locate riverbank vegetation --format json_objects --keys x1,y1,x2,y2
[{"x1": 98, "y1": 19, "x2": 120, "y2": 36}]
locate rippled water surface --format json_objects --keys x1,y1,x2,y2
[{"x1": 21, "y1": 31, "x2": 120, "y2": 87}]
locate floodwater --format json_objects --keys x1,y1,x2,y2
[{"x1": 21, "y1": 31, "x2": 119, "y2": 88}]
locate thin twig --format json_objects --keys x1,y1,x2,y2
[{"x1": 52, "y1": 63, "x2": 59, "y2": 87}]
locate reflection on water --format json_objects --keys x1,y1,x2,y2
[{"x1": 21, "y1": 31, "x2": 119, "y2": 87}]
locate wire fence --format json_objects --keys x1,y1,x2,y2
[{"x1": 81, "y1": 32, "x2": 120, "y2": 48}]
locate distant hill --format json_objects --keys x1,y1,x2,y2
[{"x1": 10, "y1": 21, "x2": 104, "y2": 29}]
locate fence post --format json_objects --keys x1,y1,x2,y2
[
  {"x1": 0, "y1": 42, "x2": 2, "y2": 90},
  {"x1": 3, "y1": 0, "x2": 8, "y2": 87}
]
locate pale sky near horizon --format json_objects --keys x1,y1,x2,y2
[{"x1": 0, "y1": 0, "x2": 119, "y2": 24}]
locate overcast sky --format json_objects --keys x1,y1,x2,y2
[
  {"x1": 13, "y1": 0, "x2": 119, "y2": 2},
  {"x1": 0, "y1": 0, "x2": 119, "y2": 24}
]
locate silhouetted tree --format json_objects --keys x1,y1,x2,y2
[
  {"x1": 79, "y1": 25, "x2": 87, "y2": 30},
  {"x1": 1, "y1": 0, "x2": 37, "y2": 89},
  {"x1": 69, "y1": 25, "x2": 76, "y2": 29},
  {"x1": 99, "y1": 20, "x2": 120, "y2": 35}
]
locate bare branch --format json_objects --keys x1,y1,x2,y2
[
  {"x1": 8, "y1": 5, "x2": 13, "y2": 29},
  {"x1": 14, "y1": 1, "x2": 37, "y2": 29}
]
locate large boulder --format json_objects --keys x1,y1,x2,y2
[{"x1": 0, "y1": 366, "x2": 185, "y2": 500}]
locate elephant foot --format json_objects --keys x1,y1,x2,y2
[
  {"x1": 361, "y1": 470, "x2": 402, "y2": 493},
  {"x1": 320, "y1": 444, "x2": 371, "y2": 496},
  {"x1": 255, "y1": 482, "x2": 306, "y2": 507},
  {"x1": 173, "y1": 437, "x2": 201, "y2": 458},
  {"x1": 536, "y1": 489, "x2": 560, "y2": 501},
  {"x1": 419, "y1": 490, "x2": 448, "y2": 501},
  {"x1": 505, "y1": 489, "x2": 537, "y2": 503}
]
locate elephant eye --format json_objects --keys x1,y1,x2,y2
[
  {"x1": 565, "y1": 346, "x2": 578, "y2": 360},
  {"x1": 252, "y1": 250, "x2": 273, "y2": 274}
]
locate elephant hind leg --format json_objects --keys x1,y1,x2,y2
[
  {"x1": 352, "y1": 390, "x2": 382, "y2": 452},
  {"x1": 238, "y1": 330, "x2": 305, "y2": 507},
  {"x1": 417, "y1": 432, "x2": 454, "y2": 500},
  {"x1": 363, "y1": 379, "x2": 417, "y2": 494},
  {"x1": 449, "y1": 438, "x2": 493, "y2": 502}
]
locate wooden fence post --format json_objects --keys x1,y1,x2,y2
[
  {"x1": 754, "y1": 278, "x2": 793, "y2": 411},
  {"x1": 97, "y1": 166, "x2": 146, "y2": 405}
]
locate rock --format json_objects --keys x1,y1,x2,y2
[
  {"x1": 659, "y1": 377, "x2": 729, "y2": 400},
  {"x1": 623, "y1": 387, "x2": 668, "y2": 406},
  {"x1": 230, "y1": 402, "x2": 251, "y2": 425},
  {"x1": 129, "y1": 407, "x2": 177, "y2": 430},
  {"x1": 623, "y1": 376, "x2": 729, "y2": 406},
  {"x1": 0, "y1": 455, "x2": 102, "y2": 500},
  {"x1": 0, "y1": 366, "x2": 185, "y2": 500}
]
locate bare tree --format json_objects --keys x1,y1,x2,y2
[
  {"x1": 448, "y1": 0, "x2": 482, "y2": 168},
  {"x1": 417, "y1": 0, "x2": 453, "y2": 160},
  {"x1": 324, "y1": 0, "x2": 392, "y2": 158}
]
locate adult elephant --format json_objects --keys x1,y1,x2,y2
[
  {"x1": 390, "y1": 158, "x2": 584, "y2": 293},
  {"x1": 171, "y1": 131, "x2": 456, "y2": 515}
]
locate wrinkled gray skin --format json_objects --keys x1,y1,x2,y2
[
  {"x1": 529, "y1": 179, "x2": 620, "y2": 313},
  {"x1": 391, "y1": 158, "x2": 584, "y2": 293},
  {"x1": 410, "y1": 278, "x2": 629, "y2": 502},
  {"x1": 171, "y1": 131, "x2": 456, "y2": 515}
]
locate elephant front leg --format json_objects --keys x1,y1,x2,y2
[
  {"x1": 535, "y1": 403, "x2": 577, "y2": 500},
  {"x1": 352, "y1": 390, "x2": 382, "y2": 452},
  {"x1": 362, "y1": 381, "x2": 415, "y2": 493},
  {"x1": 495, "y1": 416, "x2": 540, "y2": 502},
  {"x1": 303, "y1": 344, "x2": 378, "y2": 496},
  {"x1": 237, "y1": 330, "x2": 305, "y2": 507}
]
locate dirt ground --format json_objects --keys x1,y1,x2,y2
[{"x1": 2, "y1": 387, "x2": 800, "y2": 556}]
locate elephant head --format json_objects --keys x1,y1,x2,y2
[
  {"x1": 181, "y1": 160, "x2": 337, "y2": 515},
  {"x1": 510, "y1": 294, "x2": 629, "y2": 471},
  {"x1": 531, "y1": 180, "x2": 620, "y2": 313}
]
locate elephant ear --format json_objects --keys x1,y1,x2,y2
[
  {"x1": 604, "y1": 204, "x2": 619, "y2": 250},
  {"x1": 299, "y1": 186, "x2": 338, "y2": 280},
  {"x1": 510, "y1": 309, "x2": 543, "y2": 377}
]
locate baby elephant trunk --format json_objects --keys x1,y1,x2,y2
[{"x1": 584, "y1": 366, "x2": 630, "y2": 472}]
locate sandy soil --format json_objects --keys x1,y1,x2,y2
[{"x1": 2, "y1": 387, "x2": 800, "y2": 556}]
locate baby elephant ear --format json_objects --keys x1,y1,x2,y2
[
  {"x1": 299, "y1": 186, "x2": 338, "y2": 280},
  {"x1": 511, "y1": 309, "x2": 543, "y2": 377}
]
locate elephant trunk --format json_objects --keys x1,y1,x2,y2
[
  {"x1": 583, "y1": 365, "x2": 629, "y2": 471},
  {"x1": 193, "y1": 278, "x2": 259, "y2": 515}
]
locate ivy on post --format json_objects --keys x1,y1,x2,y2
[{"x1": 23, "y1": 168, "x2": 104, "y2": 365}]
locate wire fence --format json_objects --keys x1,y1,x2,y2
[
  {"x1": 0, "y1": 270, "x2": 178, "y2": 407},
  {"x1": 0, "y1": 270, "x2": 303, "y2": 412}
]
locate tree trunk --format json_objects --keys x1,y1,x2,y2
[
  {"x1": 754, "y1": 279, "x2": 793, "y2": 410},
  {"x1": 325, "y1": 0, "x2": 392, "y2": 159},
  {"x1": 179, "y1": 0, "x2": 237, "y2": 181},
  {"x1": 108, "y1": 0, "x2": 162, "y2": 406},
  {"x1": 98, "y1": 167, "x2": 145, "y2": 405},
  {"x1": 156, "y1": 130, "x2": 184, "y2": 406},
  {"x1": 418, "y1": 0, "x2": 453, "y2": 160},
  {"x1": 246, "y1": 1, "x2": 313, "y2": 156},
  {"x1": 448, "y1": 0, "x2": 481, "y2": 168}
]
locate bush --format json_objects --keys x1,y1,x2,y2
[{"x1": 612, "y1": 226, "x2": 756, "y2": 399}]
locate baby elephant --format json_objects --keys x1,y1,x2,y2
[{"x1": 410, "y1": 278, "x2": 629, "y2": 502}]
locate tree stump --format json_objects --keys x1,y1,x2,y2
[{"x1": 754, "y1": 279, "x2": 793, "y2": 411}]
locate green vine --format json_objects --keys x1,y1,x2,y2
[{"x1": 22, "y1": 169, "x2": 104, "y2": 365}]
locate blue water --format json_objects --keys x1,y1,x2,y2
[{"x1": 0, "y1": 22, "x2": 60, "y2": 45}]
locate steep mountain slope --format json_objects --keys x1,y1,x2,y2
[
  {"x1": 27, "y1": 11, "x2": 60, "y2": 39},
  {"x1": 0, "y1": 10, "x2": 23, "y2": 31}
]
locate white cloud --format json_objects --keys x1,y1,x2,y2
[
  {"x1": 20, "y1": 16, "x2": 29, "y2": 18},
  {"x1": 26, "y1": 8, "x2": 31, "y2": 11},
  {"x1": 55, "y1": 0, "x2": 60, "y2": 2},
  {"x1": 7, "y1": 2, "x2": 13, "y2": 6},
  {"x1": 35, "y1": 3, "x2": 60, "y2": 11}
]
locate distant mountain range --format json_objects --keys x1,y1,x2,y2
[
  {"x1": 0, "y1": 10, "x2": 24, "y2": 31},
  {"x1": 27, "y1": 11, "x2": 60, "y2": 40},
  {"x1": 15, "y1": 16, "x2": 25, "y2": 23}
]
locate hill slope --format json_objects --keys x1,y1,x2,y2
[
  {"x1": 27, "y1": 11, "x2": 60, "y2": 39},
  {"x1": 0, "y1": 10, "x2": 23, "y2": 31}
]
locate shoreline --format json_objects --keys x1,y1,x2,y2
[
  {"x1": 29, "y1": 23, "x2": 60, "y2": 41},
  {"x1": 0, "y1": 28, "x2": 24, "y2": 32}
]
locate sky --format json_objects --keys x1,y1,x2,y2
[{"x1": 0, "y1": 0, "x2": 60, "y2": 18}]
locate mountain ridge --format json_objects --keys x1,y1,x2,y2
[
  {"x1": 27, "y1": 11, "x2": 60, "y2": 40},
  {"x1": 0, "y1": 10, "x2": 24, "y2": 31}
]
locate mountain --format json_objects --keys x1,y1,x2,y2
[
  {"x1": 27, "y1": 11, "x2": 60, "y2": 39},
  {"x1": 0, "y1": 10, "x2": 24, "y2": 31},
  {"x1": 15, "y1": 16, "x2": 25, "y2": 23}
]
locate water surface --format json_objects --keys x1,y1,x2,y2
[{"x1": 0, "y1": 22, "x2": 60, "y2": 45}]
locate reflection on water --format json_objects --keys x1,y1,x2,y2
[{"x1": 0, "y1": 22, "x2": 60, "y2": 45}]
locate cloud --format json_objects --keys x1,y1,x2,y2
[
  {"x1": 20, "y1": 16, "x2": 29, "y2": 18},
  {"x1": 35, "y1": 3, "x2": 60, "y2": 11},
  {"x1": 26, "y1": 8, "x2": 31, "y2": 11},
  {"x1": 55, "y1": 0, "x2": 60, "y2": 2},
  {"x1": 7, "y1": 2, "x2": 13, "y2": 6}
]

*-*-*

#### [TASK DIRECTIONS]
Produce a verbatim copy of the lines from the one holding "locate cloud --format" to the final line of the data, and nothing more.

#### [SOLUTION BELOW]
locate cloud --format json_objects --keys x1,y1,x2,y2
[
  {"x1": 20, "y1": 16, "x2": 29, "y2": 18},
  {"x1": 35, "y1": 3, "x2": 60, "y2": 11},
  {"x1": 26, "y1": 8, "x2": 31, "y2": 11},
  {"x1": 55, "y1": 0, "x2": 60, "y2": 2},
  {"x1": 7, "y1": 2, "x2": 13, "y2": 6}
]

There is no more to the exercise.